EXTRACTED TEXT -
----

On the other side of the coin, though, is something equally important: model and algorithm regulation. As Khan points out, most data-driven companies have developed sophisticated responses to data privacy regulation, but they haven’t thought much about how to monitor and regulate their own models and algorithms. “Almost every data set is biased, as they say…. There’s bias in data and then there’s bias in models as well,” Khan said. “We’re just scratching the surface when it comes to the algorithm and the model side.”
The scant development of model and algorithm monitoring has been met with a correspondingly vague response from regulators, whose primary approach to handling cases of model mismanagement seems to involve ordering “algorithmic disgorgement” or the destruction of a company’s algorithms. It is incumbent upon both companies and regulators, Khan said, to have a clear understanding of how any given model makes decisions. That would enable interventions that are more nuanced than wholesale algorithmic dismantling.
It’s All About the Process
Another way to state Khan’s point is to say that companies need to have a firm grasp on their own data processes. This was echoed by Kulkarni, Senior Director of Data Science at Dataiku, who pointed out that, as companies strive to accomplish more sophisticated tasks using alternative data, they need to use increasingly sophisticated models to do so. But these new models, in turn, often find themselves suddenly unable to pass through the existing data processes. As a result, “You don't understand how the model makes the decision. You can't explain it,” Kulkarni said. And this is a problem.
“What's missing is not the tooling or the technology,” as Khan put it, but the processes. And this is also a problem on the consumption side, when, say, a data application is being used to drive business insights. “What are the metrics that you’re visualizing or monitoring? When a certain threshold is crossed, what ticket is generated?” Khan said, posing the questions that a process-conscious data consumer will ask. The pipeline that produced the outputs in question needs to be understood so as to avoid creating a black-box effect.
While agreeing with the centrality of processes, Kulkarni dissented slightly as to it being the be-all and end-all. “I think that process is a really good place to start. But to talk from a practitioner's perspective, the two things that I think are really essential are applying and iterating,” he said. Data teams need to build as they go, in other words. They need to develop processes, yes, but then they need to “tak[e] that process into application land where [they are] allowing the practitioners the chance to apply it, to iterate it, and quickly learn from it.”

----

SUPPLIED INFORMATION -
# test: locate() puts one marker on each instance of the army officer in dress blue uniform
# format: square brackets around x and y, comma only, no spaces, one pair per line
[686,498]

----

WORK TO DO -
a – Set down the stretch of the article on model regulation from "It’s All About" through "is a problem.".
b – Decide whether each statement agrees with the article on model regulation, and answer yes or no with the deciding words of the article quoted exactly: (i) Kulkarni is Senior Director of Data Science at Dataiku; (ii) Khan said that what is missing is the tooling or the technology; (iii) the primary approach of regulators to model mismanagement seems to involve ordering the destruction of a company's algorithms.

RESPONSES PER TASK -
a –
It’s All About the Process
Another way to state Khan’s point is to say that companies need to have a firm grasp on their own data processes. This was echoed by Kulkarni, Senior Director of Data Science at Dataiku, who pointed out that, as companies strive to accomplish more sophisticated tasks using alternative data, they need to use increasingly sophisticated models to do so. But these new models, in turn, often find themselves suddenly unable to pass through the existing data processes. As a result, “You don't understand how the model makes the decision. You can't explain it,” Kulkarni said. And this is a problem.

b –
(i) Yes: "Kulkarni, Senior Director of Data Science at Dataiku"
(ii) No: "What's missing is not the tooling or the technology"
(iii) Yes: "whose primary approach to handling cases of model mismanagement seems to involve ordering “algorithmic disgorgement” or the destruction of a company’s algorithms"